_Short exercise 1_:
From the entries below, pull out every line that contains the string "brown", treating uppercase and lowercase as different.

_Page_:
■ ■ ■ ■ ■ ■ ■
From Cable TV to Internet TV – A Nerd’s Journey


I've spent the past month preparing for and implementing a migration from comcast cable tv to relying on both off-air hdtv and Internet video.  The easy part was dumping Comcast, though they magically managed to NOT turn off billing because they had to send out a service tech (for no good reason – there is nothing the tech has to do at the house) and that guy never showed up so they never closed out the call and kept billing.  Magical.  A second call to a slightly scared but helpful front line support kid fixed the billing.  I explained how things really work, that the tech was a scam and that I know why these systems work.  I also made it clear that I would drop the Internet immediately if the bill were not corrected immediately.  It's fixed.  One must often frighten the front lines to get things accomplished.  Front line support usually WANTS to help.  They can't help they work for crappy companies, however.

Anyway, Comcast is out and HDTV off-air is in.  I got a nice antenna and two digital converters (with two TVs that were digital ready) and now my wife and I just watch a few things like the big bang theory – in glorious HD.

Now comes the hard part.  The big TV – sony bravia – is hooked to a computer (what I call the media computer) with an nVidia 9800GT video adapter.  The computer is a Fedora 12 dual-core 64bit with 1G memory.  Fast enough to display HD.  So the issue will be bandwidth – getting the data to the computer.  The computer has a wired ethernet but there is no wire to where the cable modem is in my office.  So wireless has to get the data from the cable modem to the media computer.

The media computer is currently connected to a cheap wireless bridge.  How cheap?  It doesn't have any make or model identifiers either externally or in the web based software.  I have no idea who made it.  But it works.  And seems to work well.  But apparently not fast enough to stream media from the cable modem. 

Tests with computers wired directly to a wrt54g router running DD-WRT show HD video from hulu and various networks play just fine.  But piped wirelessly to the media computer and there is excessive jumpiness on the big TV.  So I assumed that no-name bridge was the problem.  I suspected I needed an N router, instead of the G router.  N is faster – up to 300Mbs in optimal conditions.  G maxes out at 54Mbs, and I wasn't even getting that.

My first attempt at fixing this was to order a Wireless N router and PCI adapter from Linksys (via NewEgg).  A week of testing later I returned them.  I simply couldn't connect to the router from existing wireless devices and the adapter wouldn't connect to the existing WRT54G router.  Since they were bought as a special I had to return both. 

So I ordered a TP-Link router and USB adapter.  A couple days of testing and I find that doesn't work either.  The driver (ar9170usb) for the adapter is one problem – it isn't stable and the adapter keeps dropping out.  The router doesn't work with the wireless bridge I'm currently using either, though othe 54Mbs devices do work fine with it.  But the router is DD-WRT capable so I'm keeping both and will wait until the USB adapter works better.  I put those aside and reexamined the original problem – throughput from the WRT54G to the no-name bridge.
■ ■ ■ ■ ■ ■ ■
_Given records_:
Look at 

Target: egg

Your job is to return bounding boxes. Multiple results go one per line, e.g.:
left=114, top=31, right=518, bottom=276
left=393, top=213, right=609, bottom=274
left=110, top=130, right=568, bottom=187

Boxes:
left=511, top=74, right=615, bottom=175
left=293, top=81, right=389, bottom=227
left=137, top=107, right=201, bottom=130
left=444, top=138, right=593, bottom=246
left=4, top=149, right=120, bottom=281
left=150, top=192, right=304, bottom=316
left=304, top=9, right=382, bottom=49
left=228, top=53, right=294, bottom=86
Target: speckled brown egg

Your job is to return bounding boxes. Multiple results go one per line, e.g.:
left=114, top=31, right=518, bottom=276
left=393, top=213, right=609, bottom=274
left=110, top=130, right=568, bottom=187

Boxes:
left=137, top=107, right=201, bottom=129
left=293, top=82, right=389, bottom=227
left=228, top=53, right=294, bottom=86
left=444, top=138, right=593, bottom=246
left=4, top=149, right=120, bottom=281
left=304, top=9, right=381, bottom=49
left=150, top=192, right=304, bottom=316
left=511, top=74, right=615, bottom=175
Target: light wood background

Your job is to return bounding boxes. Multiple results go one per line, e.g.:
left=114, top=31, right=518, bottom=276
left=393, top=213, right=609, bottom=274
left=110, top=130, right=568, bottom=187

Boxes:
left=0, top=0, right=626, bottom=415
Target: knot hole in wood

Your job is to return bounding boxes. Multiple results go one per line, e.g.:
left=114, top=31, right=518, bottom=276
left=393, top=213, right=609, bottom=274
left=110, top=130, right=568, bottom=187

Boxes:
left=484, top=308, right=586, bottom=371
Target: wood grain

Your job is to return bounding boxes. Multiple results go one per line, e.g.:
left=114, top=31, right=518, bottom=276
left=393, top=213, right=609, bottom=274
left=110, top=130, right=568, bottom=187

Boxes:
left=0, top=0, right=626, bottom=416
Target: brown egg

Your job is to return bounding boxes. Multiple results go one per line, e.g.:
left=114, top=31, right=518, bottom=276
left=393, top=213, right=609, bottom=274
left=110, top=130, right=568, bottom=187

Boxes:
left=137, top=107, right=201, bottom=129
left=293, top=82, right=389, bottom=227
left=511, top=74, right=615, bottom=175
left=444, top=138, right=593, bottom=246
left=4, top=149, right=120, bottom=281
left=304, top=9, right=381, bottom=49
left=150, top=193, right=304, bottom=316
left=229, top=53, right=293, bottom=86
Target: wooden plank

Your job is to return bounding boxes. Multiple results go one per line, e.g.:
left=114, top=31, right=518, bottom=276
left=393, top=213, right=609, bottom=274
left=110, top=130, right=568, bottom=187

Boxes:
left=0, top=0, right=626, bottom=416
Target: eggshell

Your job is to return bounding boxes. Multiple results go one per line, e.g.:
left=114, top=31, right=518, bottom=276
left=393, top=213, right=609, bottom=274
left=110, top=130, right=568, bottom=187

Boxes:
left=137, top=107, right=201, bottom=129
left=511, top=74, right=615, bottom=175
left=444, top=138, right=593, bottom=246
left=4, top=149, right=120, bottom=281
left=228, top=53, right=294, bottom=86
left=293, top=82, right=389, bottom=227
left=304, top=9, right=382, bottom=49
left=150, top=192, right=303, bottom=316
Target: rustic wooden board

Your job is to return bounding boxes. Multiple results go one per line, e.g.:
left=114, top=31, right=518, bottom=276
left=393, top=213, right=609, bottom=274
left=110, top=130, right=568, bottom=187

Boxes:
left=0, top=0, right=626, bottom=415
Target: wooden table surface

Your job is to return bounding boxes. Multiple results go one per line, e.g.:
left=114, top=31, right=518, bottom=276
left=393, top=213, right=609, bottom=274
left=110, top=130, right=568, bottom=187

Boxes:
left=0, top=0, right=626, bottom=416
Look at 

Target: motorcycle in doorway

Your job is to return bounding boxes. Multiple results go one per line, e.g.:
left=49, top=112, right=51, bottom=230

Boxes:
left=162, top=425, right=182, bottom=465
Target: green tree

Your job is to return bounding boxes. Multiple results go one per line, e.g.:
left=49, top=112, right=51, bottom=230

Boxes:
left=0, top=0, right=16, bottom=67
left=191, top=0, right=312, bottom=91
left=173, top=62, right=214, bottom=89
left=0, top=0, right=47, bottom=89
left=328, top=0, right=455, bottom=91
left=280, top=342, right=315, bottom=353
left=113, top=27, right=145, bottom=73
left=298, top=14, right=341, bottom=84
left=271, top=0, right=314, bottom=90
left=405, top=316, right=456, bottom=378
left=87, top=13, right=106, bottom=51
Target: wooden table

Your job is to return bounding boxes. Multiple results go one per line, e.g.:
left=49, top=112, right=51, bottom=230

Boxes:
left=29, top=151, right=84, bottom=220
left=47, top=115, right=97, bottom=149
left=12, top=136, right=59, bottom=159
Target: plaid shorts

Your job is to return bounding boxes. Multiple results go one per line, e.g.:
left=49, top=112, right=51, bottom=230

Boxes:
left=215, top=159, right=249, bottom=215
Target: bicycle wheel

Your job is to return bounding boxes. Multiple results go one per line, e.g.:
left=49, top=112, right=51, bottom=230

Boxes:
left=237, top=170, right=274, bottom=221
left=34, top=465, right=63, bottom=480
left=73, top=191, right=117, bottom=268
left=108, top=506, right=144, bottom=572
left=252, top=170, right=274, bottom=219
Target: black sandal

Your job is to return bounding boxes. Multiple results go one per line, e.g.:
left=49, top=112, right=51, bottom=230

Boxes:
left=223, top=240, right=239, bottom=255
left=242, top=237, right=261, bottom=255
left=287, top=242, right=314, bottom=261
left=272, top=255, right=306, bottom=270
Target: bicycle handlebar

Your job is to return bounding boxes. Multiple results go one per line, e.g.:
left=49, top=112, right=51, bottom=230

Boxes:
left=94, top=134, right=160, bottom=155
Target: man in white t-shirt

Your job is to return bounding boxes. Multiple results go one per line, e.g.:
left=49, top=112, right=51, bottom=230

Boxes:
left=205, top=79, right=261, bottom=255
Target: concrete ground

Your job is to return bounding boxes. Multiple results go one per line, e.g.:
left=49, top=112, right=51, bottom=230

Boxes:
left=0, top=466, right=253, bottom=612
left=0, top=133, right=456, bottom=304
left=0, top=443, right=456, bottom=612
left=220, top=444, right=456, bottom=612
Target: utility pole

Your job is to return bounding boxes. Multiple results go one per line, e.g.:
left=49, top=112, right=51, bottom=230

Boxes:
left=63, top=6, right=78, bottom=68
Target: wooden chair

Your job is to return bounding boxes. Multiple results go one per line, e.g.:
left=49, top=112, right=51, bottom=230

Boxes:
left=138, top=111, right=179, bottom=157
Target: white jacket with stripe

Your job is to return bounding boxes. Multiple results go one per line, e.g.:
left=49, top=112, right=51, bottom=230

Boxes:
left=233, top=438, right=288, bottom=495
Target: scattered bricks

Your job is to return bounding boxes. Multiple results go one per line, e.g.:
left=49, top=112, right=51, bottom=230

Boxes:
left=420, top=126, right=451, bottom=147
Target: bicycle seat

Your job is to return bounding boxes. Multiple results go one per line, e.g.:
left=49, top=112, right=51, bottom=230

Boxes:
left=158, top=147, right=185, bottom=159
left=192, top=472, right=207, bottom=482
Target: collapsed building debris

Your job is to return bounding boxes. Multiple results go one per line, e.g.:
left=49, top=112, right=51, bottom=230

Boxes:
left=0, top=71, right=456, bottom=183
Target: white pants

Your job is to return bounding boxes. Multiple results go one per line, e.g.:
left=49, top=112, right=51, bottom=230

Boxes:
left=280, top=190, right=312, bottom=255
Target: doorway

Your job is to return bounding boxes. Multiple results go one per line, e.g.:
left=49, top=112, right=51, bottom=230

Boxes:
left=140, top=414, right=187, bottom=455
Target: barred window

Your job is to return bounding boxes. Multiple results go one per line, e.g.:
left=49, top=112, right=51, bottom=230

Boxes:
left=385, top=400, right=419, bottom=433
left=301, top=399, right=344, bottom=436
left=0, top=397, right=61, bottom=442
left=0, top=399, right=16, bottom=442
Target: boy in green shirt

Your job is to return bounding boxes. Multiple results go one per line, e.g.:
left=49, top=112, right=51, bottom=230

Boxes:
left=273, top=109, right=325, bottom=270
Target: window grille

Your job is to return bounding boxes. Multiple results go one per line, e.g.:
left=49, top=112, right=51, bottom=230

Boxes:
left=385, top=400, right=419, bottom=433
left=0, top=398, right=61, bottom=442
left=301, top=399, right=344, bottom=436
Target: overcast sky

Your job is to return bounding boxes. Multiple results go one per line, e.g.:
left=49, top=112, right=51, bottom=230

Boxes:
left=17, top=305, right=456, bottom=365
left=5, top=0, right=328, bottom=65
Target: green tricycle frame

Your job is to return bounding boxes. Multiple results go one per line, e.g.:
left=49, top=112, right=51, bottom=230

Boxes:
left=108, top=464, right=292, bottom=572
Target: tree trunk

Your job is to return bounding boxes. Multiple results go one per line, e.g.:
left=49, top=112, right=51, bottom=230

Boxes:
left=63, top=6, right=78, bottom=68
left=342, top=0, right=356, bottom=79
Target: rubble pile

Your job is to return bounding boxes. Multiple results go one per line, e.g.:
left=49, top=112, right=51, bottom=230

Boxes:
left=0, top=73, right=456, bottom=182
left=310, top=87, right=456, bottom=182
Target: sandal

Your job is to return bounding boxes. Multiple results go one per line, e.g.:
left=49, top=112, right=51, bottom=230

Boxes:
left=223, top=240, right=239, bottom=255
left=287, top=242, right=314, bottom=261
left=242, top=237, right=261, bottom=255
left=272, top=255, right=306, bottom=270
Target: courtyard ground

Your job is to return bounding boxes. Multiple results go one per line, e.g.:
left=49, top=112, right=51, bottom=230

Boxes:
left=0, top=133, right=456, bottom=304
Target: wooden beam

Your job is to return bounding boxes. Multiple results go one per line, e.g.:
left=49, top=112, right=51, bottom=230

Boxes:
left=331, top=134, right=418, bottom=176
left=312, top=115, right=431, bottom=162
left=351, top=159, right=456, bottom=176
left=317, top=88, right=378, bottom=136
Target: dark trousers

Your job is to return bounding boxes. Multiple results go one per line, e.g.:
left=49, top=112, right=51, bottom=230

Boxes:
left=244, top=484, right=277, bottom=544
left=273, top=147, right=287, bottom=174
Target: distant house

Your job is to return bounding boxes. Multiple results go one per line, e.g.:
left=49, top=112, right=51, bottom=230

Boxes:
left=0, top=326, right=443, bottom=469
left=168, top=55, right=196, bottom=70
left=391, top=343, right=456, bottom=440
■ ■ ■ ■ ■ ■ ■
_Short exercise 2_:
Continue the post about moving from cable TV to Internet TV, starting after its final sentence.

_Final answer 1_:
Target: speckled brown egg
Target: brown egg

_Final answer 2_:
A little research on DD-WRT and I find I can do adjust some QoS settings that gives data priority to the bridge and the media computer.  I also set the router to push 54Mbs instead of Auto.  After doing these, the data slides through to the media computer fast enough that Hulu and various HD videos play without skipping!   A few tests wtih ttcp from another computer across the router to the media computer show about 1.8Mbs througput.  That should be fast enough for Hulu.

But there are some catches. First, I can't run full screen.  I don't know why but suspect its due to lack of hardware acceleration in the flash player.  This leads to other problems because the TV is large.  I had to set a black background, load a gtk+ theme that uses no window borders (Elegant Brit No Borders) and has a black title bar with very small and hardly visible window manager icons.  I auto-hide the top an bottom panels too.  And finally, I had to install gconf-editor to disable display of icons on the desktop (look for the Nautilus app and disable icons that are initially enabled).  Icons for Hulu and firefox (to get to non-Hulu video) sit in the top panel.

The other problem is that I need to set the CPU to run at full speed all the time, or at least while watching videos.  By default it idles around 1.0GHz.  I push it to 2.6GHz using the CPU Frequency Scaling Monitor panel applet.  I worry this will kill the CPU if I forget to turn it down after we finish watching videos.  I also disabled nearly every service I could except those that are absolutely required.  So I have nearly complete use of the cores.

Now the TV, displaying the media computer desktop, looks like a media device.  My wife is happily watching episodes of Glee from Hulu with no skipping and almost no desktop nuisances visible.

Unfortunately for me, The Daily Show doesn't play well when expanded.  The video isn't high quality so we're stuck watching it inside the web page.  I have to check to see if Hulu or some other service has it in HD.  I hope so.

After all this, I can rest happily that I've successfully dumped Comcast but still have access to the shows of interest.  Until they buy NBC and disable access to everyone else via Comcast Internet.  Anyone wanna bet when they get around to that?
 

update: 2010-05-29

Good news.  south park plays great on the big TV over the Internet.  Nearly full screen too!  Butters wanting to be a vampire never looked so good.